• **目標**:
1. 抜粋のうち、「2018-09-22 15:09:10 | 日記」を含む語句から始まり「ボックスだからなのだろうか。」で終わる部分を、一字も変えずに書き写してください。
2. 抜粋について、次の問いに答えてください。
(a) 投稿日時はいつですか。
(b) AIとビッグデータに関する何がどこにでも見られるようになったと書かれていますか。
(c) AIがいますでに持ち掛けているものとして挙げられているのは何ですか。

AI評価の大きなブレ幅は何を意味するのか

2018-09-22 15:09:10 | 日記
 
 AIとビッグデータに関する報道がどこにでも見られるようになった。いずれも将来像を気に掛けているのだが、いますでに結婚相手の組み合わせを持ち掛けたりして、相性がいいと良くないというこにまで「介入」している。もちろんそれを受け容れる人がいるから成り立っているのだが、神様のお告げのようにAIのご推奨を受け容れるのは、そのご推奨がブラックボックスだからなのだろうか。

コレクションから抜粋した資料:
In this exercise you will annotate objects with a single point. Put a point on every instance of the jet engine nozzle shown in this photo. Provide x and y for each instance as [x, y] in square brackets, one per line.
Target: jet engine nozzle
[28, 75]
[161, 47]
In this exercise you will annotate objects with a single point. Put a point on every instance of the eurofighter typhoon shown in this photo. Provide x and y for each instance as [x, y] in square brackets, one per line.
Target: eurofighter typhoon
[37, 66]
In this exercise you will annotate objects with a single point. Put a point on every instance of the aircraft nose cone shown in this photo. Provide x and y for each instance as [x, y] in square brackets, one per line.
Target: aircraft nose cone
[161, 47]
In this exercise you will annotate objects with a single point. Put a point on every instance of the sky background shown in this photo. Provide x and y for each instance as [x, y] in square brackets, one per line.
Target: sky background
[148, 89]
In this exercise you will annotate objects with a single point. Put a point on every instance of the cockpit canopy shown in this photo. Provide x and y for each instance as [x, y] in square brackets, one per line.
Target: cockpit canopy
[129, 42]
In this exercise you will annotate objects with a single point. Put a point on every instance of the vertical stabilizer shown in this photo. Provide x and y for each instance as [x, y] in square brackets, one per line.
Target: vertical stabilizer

--

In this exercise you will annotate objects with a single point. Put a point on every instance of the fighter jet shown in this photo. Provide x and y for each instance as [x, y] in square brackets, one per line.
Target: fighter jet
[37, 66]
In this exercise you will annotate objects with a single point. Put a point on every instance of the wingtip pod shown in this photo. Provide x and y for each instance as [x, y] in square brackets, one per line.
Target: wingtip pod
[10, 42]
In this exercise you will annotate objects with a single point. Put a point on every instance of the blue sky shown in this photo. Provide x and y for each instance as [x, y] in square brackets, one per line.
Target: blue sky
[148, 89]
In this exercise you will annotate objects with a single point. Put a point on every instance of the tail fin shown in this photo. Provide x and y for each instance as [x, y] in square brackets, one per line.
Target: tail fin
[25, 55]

• **課題への回答**:
1.
2018-09-22 15:09:10 | 日記
 
 AIとビッグデータに関する報道がどこにでも見られるようになった。いずれも将来像を気に掛けているのだが、いますでに結婚相手の組み合わせを持ち掛けたりして、相性がいいと良くないというこにまで「介入」している。もちろんそれを受け容れる人がいるから成り立っているのだが、神様のお告げのようにAIのご推奨を受け容れるのは、そのご推奨がブラックボックスだからなのだろうか。

2.
(a) 2018-09-22 15:09:10
(b) 報道
(c) 結婚相手の組み合わせ